STATED TASK »
Rewrite the lines of all the entries below, replacing "instance" with "occurrence" and changing nothing else. Omit the pictures from your answer.

EXTRACTED ENTRIES »
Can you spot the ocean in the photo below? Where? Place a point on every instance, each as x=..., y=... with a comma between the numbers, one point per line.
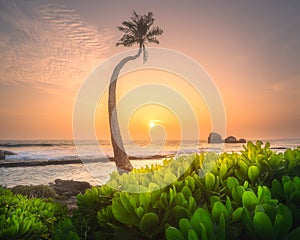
x=97, y=172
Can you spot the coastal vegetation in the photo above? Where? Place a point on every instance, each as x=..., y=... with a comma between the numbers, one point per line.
x=140, y=31
x=254, y=194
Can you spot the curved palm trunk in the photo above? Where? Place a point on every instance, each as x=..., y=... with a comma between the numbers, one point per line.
x=120, y=157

WRITTEN SOLUTION »
Can you spot the ocean in the photo below? Where? Place a point on every occurrence, each as x=..., y=... with a comma between the numbers, one point per line.
x=97, y=172
Can you spot the coastal vegetation in the photo above? Where? Place a point on every occurrence, each as x=..., y=... with a comma between the numbers, one point per line.
x=140, y=31
x=254, y=194
Can you spot the curved palm trunk in the photo above? Where? Place a point on every occurrence, each as x=..., y=... with a comma between the numbers, one point per line.
x=120, y=157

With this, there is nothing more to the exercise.